§ **Your assignment**: Write the data out in full and word for word. Do not include images.

<<<<

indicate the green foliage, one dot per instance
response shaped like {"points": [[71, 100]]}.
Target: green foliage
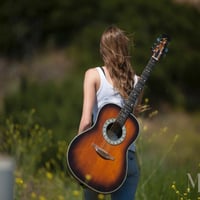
{"points": [[31, 25]]}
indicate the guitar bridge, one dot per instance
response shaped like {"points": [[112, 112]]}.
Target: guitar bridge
{"points": [[104, 154]]}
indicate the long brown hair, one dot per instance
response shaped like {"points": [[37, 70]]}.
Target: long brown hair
{"points": [[114, 48]]}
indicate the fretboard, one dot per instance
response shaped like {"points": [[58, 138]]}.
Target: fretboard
{"points": [[130, 103]]}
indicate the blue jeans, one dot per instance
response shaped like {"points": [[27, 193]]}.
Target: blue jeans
{"points": [[128, 189]]}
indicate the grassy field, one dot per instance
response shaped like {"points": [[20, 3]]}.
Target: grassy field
{"points": [[168, 148]]}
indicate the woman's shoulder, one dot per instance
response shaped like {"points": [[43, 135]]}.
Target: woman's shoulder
{"points": [[91, 73]]}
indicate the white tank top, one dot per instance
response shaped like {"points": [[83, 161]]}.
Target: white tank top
{"points": [[107, 94]]}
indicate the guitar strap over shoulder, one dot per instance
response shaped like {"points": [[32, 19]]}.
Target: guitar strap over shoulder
{"points": [[103, 71]]}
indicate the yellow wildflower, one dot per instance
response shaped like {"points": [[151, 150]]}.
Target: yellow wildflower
{"points": [[49, 175], [76, 193]]}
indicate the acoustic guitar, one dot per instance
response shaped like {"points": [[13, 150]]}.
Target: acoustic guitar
{"points": [[97, 157]]}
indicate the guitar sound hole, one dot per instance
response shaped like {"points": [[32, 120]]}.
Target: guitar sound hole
{"points": [[114, 131]]}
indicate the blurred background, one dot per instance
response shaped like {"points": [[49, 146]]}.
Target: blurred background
{"points": [[45, 48]]}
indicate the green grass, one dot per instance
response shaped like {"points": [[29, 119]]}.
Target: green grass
{"points": [[167, 147]]}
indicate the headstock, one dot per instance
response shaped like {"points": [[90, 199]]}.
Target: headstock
{"points": [[160, 47]]}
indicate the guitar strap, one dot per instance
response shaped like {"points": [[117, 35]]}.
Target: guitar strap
{"points": [[103, 71]]}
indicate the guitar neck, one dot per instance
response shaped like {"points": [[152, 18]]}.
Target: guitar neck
{"points": [[132, 99]]}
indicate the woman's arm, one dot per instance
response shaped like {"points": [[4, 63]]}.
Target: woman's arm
{"points": [[89, 96]]}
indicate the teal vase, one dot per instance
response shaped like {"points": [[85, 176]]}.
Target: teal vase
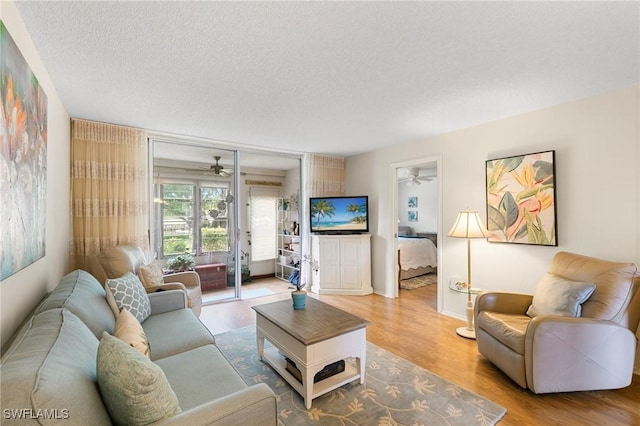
{"points": [[299, 299]]}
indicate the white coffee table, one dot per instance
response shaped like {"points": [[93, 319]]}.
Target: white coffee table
{"points": [[312, 338]]}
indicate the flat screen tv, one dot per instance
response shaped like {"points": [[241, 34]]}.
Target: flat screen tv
{"points": [[339, 215]]}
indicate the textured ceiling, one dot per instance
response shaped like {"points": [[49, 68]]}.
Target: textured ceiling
{"points": [[328, 77]]}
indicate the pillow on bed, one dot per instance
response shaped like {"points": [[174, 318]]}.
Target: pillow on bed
{"points": [[404, 231]]}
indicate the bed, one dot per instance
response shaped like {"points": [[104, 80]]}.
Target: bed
{"points": [[417, 254]]}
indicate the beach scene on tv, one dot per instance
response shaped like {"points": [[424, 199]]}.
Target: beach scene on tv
{"points": [[339, 214]]}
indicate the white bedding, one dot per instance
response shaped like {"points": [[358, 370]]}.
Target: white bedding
{"points": [[417, 253]]}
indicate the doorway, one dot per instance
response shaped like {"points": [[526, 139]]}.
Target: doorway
{"points": [[416, 192], [201, 195]]}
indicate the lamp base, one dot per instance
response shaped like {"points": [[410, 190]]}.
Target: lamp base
{"points": [[466, 333]]}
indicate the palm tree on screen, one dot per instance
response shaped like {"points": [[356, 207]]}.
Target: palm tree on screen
{"points": [[322, 208]]}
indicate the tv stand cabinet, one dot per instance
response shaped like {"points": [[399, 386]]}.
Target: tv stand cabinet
{"points": [[341, 264]]}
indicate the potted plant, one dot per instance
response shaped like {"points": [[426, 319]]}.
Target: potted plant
{"points": [[283, 204], [180, 263], [299, 295]]}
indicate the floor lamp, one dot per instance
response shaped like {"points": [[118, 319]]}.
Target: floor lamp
{"points": [[468, 225]]}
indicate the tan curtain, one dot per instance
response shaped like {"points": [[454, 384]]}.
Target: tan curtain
{"points": [[108, 188], [326, 176]]}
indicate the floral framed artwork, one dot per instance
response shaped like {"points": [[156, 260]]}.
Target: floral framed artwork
{"points": [[23, 160], [521, 199]]}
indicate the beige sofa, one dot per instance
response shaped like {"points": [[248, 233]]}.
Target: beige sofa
{"points": [[553, 353], [117, 260], [48, 372]]}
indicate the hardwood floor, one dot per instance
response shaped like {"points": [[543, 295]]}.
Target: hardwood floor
{"points": [[410, 327]]}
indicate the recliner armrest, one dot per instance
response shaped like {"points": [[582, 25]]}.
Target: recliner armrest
{"points": [[506, 303], [254, 405], [187, 278], [573, 354]]}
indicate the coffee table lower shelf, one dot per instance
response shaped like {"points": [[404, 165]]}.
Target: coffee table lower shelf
{"points": [[277, 361]]}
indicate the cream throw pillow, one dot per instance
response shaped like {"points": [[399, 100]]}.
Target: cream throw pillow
{"points": [[150, 275], [134, 389], [129, 330], [558, 296]]}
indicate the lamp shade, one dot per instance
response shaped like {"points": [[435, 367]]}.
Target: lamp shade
{"points": [[468, 225]]}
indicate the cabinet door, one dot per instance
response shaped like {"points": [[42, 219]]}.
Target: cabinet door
{"points": [[330, 263], [350, 251]]}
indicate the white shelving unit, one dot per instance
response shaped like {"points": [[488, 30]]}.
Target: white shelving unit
{"points": [[288, 242]]}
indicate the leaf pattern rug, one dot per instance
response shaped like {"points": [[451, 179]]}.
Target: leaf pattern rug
{"points": [[395, 392]]}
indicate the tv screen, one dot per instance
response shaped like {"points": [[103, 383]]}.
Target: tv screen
{"points": [[339, 215]]}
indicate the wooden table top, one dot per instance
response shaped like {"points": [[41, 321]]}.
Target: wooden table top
{"points": [[317, 322]]}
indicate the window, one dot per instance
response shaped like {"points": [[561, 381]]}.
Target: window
{"points": [[195, 224]]}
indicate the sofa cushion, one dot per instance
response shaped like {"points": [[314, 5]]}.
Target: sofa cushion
{"points": [[510, 329], [555, 295], [135, 390], [83, 295], [174, 332], [129, 330], [51, 365], [128, 292], [151, 275], [195, 385]]}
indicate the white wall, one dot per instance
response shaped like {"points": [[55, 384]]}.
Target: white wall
{"points": [[20, 292], [597, 144]]}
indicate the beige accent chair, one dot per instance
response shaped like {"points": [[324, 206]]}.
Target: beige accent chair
{"points": [[594, 350], [116, 261]]}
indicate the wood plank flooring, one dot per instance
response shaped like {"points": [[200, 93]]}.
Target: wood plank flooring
{"points": [[410, 327]]}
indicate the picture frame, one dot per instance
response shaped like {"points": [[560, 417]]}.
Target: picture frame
{"points": [[24, 185], [521, 199]]}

>>>>

§ **Final answer**:
indicate the green foliage, one dot per instance
response shaped like {"points": [[71, 100]]}.
Target: green foliage
{"points": [[31, 25]]}
indicate the guitar bridge, one dot per instance
response shaped like {"points": [[112, 112]]}.
Target: guitar bridge
{"points": [[104, 154]]}
indicate the long brown hair, one dot per instance
response shaped like {"points": [[37, 70]]}.
Target: long brown hair
{"points": [[114, 48]]}
indicate the fretboard, one dot per instance
response shaped like {"points": [[58, 138]]}.
Target: fretboard
{"points": [[130, 103]]}
indicate the blue jeans, one dot per instance
response shaped like {"points": [[27, 193]]}.
Target: blue jeans
{"points": [[128, 189]]}
indicate the grassy field, one dot per instance
response shaped like {"points": [[20, 3]]}.
Target: grassy field
{"points": [[168, 148]]}
indicate the woman's shoulder, one dot per instance
response shaped like {"points": [[43, 135]]}.
Target: woman's shoulder
{"points": [[91, 73]]}
indicate the white tank top, one dot per instance
response shaped like {"points": [[83, 161]]}.
Target: white tank top
{"points": [[107, 94]]}
indicate the guitar strap over shoulder, one dot per instance
response shaped like {"points": [[32, 19]]}.
Target: guitar strap over shoulder
{"points": [[103, 71]]}
indicate the yellow wildflower, one dot per instance
response shaped like {"points": [[151, 150]]}.
Target: yellow wildflower
{"points": [[49, 175], [76, 193]]}
indicate the acoustic guitar, one dot per instance
response shaped like {"points": [[13, 150]]}.
Target: acoustic guitar
{"points": [[97, 157]]}
indicate the guitar sound hole, one dot per instance
response shaped like {"points": [[32, 120]]}.
Target: guitar sound hole
{"points": [[114, 131]]}
indicate the blurred background, one dot per instance
response shaped like {"points": [[49, 146]]}.
Target: blurred background
{"points": [[45, 48]]}
indicate the green grass, one dot per instance
response shaped like {"points": [[29, 119]]}.
Target: green grass
{"points": [[167, 147]]}
indicate the headstock, one dot per instance
response shaped like {"points": [[90, 199]]}.
Target: headstock
{"points": [[160, 47]]}
indicate the guitar strap, one dot per instance
response shaped like {"points": [[117, 35]]}.
Target: guitar strap
{"points": [[103, 71]]}
indicate the guitar neck, one dot per instance
response shaped like {"points": [[152, 18]]}.
Target: guitar neck
{"points": [[132, 99]]}
indicate the woman's arm, one dot per instance
response shaped like {"points": [[4, 63]]}.
Target: woman's arm
{"points": [[89, 96]]}
indicate the teal vase, one dot per instance
response shaped like {"points": [[85, 176]]}.
Target: teal vase
{"points": [[299, 299]]}
indicate the white coffee table, one dot per instance
response shaped like {"points": [[93, 319]]}.
Target: white coffee table
{"points": [[312, 338]]}
indicate the flat screen tv, one dot per instance
response shaped like {"points": [[241, 34]]}.
Target: flat screen tv
{"points": [[339, 215]]}
indicate the textured ceiling, one dot per instance
response shaped like {"points": [[49, 68]]}.
Target: textured ceiling
{"points": [[328, 77]]}
indicate the pillow on bed, one dot per instance
response shaped like {"points": [[174, 318]]}.
Target: pillow on bed
{"points": [[404, 231]]}
indicate the bed, one dot per instance
response shaped like {"points": [[104, 80]]}.
Target: bed
{"points": [[417, 254]]}
indicate the beach scene on tv, one dot per instance
response shaped like {"points": [[424, 199]]}.
Target: beach scene on tv
{"points": [[339, 214]]}
indicate the white bedding, one dot per instance
response shaped like {"points": [[358, 370]]}.
Target: white bedding
{"points": [[417, 253]]}
indicate the doorway, one dot per instance
response shaped like {"points": [[526, 139]]}.
Target: doorway
{"points": [[416, 192], [201, 195]]}
indicate the lamp base, one dot per instance
response shaped like {"points": [[410, 190]]}.
Target: lamp base
{"points": [[466, 333]]}
indicate the palm tree on screen, one dot per instance
response shaped like {"points": [[356, 207]]}.
Target: palm tree on screen
{"points": [[322, 208]]}
indicate the tv stand cabinet, one dot per instance
response shaped like {"points": [[399, 386]]}.
Target: tv stand cabinet
{"points": [[341, 264]]}
indicate the potted plant, one dot per instance
response shaped like {"points": [[426, 319]]}.
Target: potted plant
{"points": [[283, 204], [180, 263], [299, 295]]}
indicate the floor lamp, one dot per instance
response shaped like {"points": [[118, 319]]}.
Target: floor lamp
{"points": [[468, 225]]}
indicate the tan curtain, one dot per instance
response shaped like {"points": [[454, 384]]}.
Target: tan curtain
{"points": [[108, 188], [326, 176]]}
indicate the floral framed artwork, one dot per instance
response shaped like {"points": [[156, 260]]}.
Target: floral framed artwork
{"points": [[23, 160], [521, 199]]}
indicate the beige sofa, one dot per instance
response shaped like {"points": [[248, 233]]}.
Target: beige sofa
{"points": [[553, 353], [117, 260], [48, 372]]}
indicate the hardwood floor, one dot per instance
response shaped like {"points": [[543, 295]]}.
Target: hardwood floor
{"points": [[410, 327]]}
indicate the recliner armrest, one dot per instance
response shaped like {"points": [[582, 25]]}.
Target: recliner armrest
{"points": [[506, 303], [254, 405], [187, 278], [573, 354]]}
indicate the coffee table lower shelf, one dot per instance
response shaped like {"points": [[404, 165]]}.
Target: coffee table lower shelf
{"points": [[277, 361]]}
indicate the cream throw pillow, one dot per instance
response shaped like {"points": [[399, 100]]}.
Target: cream throw pillow
{"points": [[150, 275], [134, 389], [129, 330], [558, 296]]}
indicate the lamp shade, one dot per instance
response shaped like {"points": [[435, 367]]}.
Target: lamp shade
{"points": [[468, 225]]}
indicate the cabinet door, one dot per instance
response shaped like {"points": [[42, 219]]}.
Target: cabinet door
{"points": [[330, 263], [350, 251]]}
indicate the white shelving unit, one dot per instance
response shaped like {"points": [[488, 30]]}.
Target: white shelving unit
{"points": [[288, 242]]}
indicate the leaf pattern rug, one dot per instance
response shaped like {"points": [[451, 179]]}.
Target: leaf pattern rug
{"points": [[395, 392]]}
indicate the tv screen, one dot per instance
response shaped like {"points": [[103, 383]]}.
Target: tv screen
{"points": [[339, 215]]}
indicate the wooden table top, one dot per instance
response shaped like {"points": [[41, 321]]}.
Target: wooden table top
{"points": [[317, 322]]}
indicate the window, one dot per instance
response shaped like {"points": [[561, 381]]}.
Target: window
{"points": [[195, 224]]}
indicate the sofa cushion, one dot per instance
response shaped like {"points": [[314, 5]]}.
Target: sofa cushion
{"points": [[510, 329], [555, 295], [135, 390], [83, 295], [174, 332], [129, 330], [51, 365], [128, 292], [151, 275], [195, 385]]}
indicate the white wall, one dot per instance
response shaped like {"points": [[55, 384]]}.
Target: white wall
{"points": [[20, 292], [597, 144]]}
indicate the beige accent chair, one dot per instance
response shaped like {"points": [[324, 206]]}.
Target: beige accent chair
{"points": [[594, 350], [116, 261]]}
indicate the wood plank flooring, one dot per instance
response shaped like {"points": [[200, 93]]}.
Target: wood plank flooring
{"points": [[410, 327]]}
indicate the picture frame, one dot per instance
response shaped like {"points": [[560, 417]]}.
Target: picture frame
{"points": [[24, 185], [521, 199]]}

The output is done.